▶ **Records supplied**
——

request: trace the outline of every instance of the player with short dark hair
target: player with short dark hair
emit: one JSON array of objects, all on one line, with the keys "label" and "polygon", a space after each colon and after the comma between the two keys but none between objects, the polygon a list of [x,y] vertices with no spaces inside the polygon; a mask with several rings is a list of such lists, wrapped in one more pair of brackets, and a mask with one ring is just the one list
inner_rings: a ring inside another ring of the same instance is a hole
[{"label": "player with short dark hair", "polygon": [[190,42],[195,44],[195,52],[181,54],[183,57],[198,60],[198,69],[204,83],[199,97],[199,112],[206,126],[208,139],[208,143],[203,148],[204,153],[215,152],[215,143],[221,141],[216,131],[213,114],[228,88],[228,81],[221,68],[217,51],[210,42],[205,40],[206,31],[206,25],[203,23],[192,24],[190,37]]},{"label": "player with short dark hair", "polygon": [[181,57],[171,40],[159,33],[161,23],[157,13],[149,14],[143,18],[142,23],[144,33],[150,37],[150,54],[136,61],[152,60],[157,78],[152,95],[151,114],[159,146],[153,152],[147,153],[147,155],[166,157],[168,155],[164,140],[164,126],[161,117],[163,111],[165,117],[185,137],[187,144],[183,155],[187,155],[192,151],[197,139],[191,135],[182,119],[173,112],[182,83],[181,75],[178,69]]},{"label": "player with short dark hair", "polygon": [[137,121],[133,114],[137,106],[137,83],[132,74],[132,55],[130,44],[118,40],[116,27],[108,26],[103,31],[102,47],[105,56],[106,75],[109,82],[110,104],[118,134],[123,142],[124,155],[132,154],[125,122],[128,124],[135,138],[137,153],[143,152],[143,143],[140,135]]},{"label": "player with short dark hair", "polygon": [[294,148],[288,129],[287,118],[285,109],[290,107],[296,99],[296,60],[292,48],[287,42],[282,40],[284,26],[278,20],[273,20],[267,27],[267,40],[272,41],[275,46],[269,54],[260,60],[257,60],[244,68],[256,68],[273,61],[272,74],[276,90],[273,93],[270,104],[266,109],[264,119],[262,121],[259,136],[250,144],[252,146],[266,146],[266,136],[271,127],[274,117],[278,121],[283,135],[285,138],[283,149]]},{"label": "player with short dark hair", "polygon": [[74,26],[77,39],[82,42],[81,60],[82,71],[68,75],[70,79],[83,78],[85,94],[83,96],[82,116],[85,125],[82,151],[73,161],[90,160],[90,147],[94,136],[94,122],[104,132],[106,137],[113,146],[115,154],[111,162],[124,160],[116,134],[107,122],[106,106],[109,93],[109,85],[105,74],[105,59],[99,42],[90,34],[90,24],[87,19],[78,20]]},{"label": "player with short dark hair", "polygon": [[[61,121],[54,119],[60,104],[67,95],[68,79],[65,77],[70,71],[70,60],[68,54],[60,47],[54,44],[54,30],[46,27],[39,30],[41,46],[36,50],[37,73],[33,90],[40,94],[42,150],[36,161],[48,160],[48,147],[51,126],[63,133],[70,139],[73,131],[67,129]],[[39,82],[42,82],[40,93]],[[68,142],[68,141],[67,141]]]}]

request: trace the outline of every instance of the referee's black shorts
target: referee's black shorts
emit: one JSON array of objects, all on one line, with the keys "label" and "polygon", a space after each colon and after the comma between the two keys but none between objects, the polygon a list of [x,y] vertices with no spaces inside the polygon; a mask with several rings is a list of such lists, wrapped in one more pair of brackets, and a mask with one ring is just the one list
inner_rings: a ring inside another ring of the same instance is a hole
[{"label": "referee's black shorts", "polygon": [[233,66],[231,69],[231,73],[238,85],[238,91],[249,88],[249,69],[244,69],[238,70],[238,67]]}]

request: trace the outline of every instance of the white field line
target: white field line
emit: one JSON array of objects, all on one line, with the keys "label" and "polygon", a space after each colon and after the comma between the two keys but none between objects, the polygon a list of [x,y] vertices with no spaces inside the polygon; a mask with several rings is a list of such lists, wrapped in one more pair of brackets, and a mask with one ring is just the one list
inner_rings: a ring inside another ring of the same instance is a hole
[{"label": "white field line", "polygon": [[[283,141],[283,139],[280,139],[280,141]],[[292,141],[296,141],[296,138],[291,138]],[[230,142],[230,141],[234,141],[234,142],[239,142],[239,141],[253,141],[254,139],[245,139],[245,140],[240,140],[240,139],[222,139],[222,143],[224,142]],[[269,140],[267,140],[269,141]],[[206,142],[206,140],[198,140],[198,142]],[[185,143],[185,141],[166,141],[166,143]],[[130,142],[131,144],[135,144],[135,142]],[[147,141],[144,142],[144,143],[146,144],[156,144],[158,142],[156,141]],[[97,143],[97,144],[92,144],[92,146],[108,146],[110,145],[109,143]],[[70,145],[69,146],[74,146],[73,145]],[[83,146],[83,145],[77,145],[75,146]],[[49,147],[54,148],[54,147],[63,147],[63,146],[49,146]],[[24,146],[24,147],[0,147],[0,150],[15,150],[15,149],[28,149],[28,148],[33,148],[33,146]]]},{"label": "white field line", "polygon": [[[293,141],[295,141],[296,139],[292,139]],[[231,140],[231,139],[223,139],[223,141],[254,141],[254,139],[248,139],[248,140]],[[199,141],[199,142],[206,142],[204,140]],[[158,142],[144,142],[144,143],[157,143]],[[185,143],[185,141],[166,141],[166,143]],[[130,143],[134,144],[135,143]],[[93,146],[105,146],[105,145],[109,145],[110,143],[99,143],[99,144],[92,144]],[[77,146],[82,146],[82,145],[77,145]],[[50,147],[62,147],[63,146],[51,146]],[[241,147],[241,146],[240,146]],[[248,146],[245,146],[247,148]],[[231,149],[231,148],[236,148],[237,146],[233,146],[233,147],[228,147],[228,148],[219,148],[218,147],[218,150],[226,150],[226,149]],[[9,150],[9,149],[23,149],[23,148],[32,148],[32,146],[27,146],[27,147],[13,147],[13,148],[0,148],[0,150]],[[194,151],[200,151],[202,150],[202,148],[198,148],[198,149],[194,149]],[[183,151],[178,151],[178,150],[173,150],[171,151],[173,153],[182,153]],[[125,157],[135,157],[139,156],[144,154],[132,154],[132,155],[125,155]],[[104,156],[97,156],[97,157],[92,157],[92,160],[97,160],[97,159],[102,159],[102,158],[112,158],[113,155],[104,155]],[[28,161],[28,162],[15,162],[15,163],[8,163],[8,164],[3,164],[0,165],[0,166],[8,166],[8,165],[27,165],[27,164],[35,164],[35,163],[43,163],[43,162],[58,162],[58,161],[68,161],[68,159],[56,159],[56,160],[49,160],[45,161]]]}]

——

▶ **Set task**
Write out the complete set of records exactly as given.

▶ **Result of the exercise**
request: trace the outline of every instance of the player with short dark hair
target: player with short dark hair
emit: one JSON array of objects, all on one line, with the keys "label" and "polygon", a space after each colon and after the comma between the two keys but none between objects, the polygon a list of [x,y] vertices with no spaces inside the polygon; a mask with several rings is a list of such lists, wrapped in one more pair of brackets, and a mask with one ring is just the one list
inner_rings: a ring inside another ring of the same instance is a hole
[{"label": "player with short dark hair", "polygon": [[190,42],[195,44],[195,52],[181,54],[183,57],[198,60],[198,69],[204,83],[199,97],[199,112],[206,126],[208,139],[208,143],[203,148],[204,153],[215,152],[215,143],[221,141],[216,131],[213,114],[228,88],[228,81],[221,68],[217,51],[210,42],[205,40],[206,31],[206,25],[203,23],[192,24],[190,37]]},{"label": "player with short dark hair", "polygon": [[181,57],[171,40],[159,33],[161,23],[157,13],[149,14],[143,18],[142,23],[144,33],[150,37],[150,54],[136,61],[152,60],[157,78],[152,95],[151,114],[159,146],[153,152],[147,153],[147,155],[166,157],[168,155],[164,140],[164,126],[161,117],[163,111],[165,117],[185,137],[187,144],[183,155],[187,155],[192,151],[197,139],[191,135],[182,119],[173,112],[182,83],[181,75],[178,69]]},{"label": "player with short dark hair", "polygon": [[137,121],[133,114],[137,106],[137,83],[132,74],[132,55],[130,44],[118,40],[116,27],[108,26],[103,31],[102,47],[105,56],[106,75],[109,82],[110,104],[118,134],[123,142],[124,155],[132,154],[125,122],[128,124],[135,138],[137,153],[143,152],[143,143],[140,135]]},{"label": "player with short dark hair", "polygon": [[294,148],[288,129],[287,118],[285,109],[290,107],[296,99],[296,60],[292,48],[287,42],[282,40],[284,26],[278,20],[273,20],[267,27],[267,40],[272,41],[275,46],[269,54],[260,60],[257,60],[244,68],[256,68],[273,61],[272,74],[276,90],[273,93],[270,104],[266,109],[264,119],[262,121],[259,136],[250,144],[252,146],[266,146],[266,136],[271,127],[274,117],[278,121],[283,135],[285,138],[283,149]]},{"label": "player with short dark hair", "polygon": [[74,26],[77,39],[82,42],[81,60],[82,71],[68,75],[70,79],[83,78],[85,94],[83,96],[82,116],[85,125],[82,151],[73,161],[90,160],[90,147],[94,136],[94,122],[104,132],[106,137],[113,146],[115,154],[111,162],[124,160],[116,134],[107,122],[106,106],[109,93],[109,85],[105,74],[105,59],[99,42],[90,34],[90,24],[87,19],[78,20]]},{"label": "player with short dark hair", "polygon": [[[61,121],[54,119],[60,104],[67,95],[68,79],[65,77],[70,71],[70,60],[68,54],[60,47],[54,44],[54,30],[46,27],[39,30],[41,46],[36,50],[37,73],[33,90],[40,94],[42,150],[36,161],[48,160],[48,147],[51,126],[63,133],[70,139],[73,131],[67,129]],[[39,82],[42,82],[40,93]],[[68,142],[68,141],[67,141]]]}]

request: trace the outline of every instance of the referee's black shorts
target: referee's black shorts
emit: one JSON array of objects, all on one line, with the keys "label" and "polygon", a space after each colon and after the comma between the two keys but none between objects, the polygon a list of [x,y] vertices with no spaces inside the polygon; a mask with several rings is a list of such lists, wrapped in one more pair of brackets, and a mask with one ring is just the one list
inner_rings: a ring inside another ring of the same instance is a hole
[{"label": "referee's black shorts", "polygon": [[233,66],[231,69],[231,73],[238,85],[238,91],[249,88],[249,69],[244,69],[238,70],[238,67]]}]

request: trace the outline of every instance of the white field line
target: white field line
emit: one JSON array of objects, all on one line, with the keys "label" and "polygon", a space after each colon and after the comma between the two keys but none between objects, the polygon a list of [x,y] vertices with no spaces inside the polygon; a mask with several rings is a list of such lists, wrapped in one more pair of brackets, and a mask with one ring is just the one list
inner_rings: a ring inside another ring of the same instance is a hole
[{"label": "white field line", "polygon": [[[283,141],[283,139],[280,139],[280,141]],[[292,141],[296,141],[296,138],[291,138]],[[230,142],[230,141],[234,141],[234,142],[239,142],[239,141],[253,141],[254,139],[245,139],[245,140],[240,140],[240,139],[222,139],[222,143],[224,142]],[[269,140],[267,140],[269,141]],[[206,142],[206,140],[198,140],[198,142]],[[185,143],[185,141],[166,141],[166,143]],[[130,142],[131,144],[135,144],[135,142]],[[147,141],[144,142],[144,143],[146,144],[156,144],[158,142],[156,141]],[[97,143],[97,144],[92,144],[92,146],[108,146],[110,145],[109,143]],[[70,145],[69,146],[74,146],[73,145]],[[83,146],[83,145],[77,145],[75,146]],[[49,147],[54,148],[54,147],[63,147],[63,146],[49,146]],[[24,146],[24,147],[0,147],[0,150],[15,150],[15,149],[28,149],[28,148],[33,148],[33,146]]]},{"label": "white field line", "polygon": [[[293,141],[295,141],[296,139],[292,139]],[[231,140],[231,139],[223,139],[223,141],[254,141],[254,139],[248,139],[248,140]],[[199,141],[199,142],[206,142],[204,140]],[[158,142],[144,142],[144,143],[157,143]],[[185,143],[185,141],[166,141],[166,143]],[[130,143],[134,144],[135,143]],[[93,146],[105,146],[105,145],[109,145],[110,143],[99,143],[99,144],[92,144]],[[77,146],[82,146],[82,145],[77,145]],[[50,147],[62,147],[63,146],[51,146]],[[241,147],[241,146],[240,146]],[[248,146],[245,146],[247,148]],[[231,149],[231,148],[236,148],[237,146],[233,146],[233,147],[228,147],[228,148],[219,148],[218,147],[218,150],[226,150],[226,149]],[[9,150],[9,149],[23,149],[23,148],[32,148],[32,146],[27,146],[27,147],[13,147],[13,148],[0,148],[0,150]],[[194,151],[200,151],[202,150],[202,148],[198,148],[198,149],[194,149]],[[183,151],[178,151],[178,150],[173,150],[171,151],[173,153],[182,153]],[[125,157],[135,157],[139,156],[144,154],[132,154],[132,155],[125,155]],[[104,156],[97,156],[97,157],[92,157],[92,160],[97,160],[97,159],[102,159],[102,158],[112,158],[113,155],[104,155]],[[28,161],[28,162],[15,162],[15,163],[8,163],[8,164],[3,164],[0,165],[0,166],[8,166],[8,165],[27,165],[27,164],[35,164],[35,163],[43,163],[43,162],[58,162],[58,161],[68,161],[68,159],[56,159],[56,160],[49,160],[45,161]]]}]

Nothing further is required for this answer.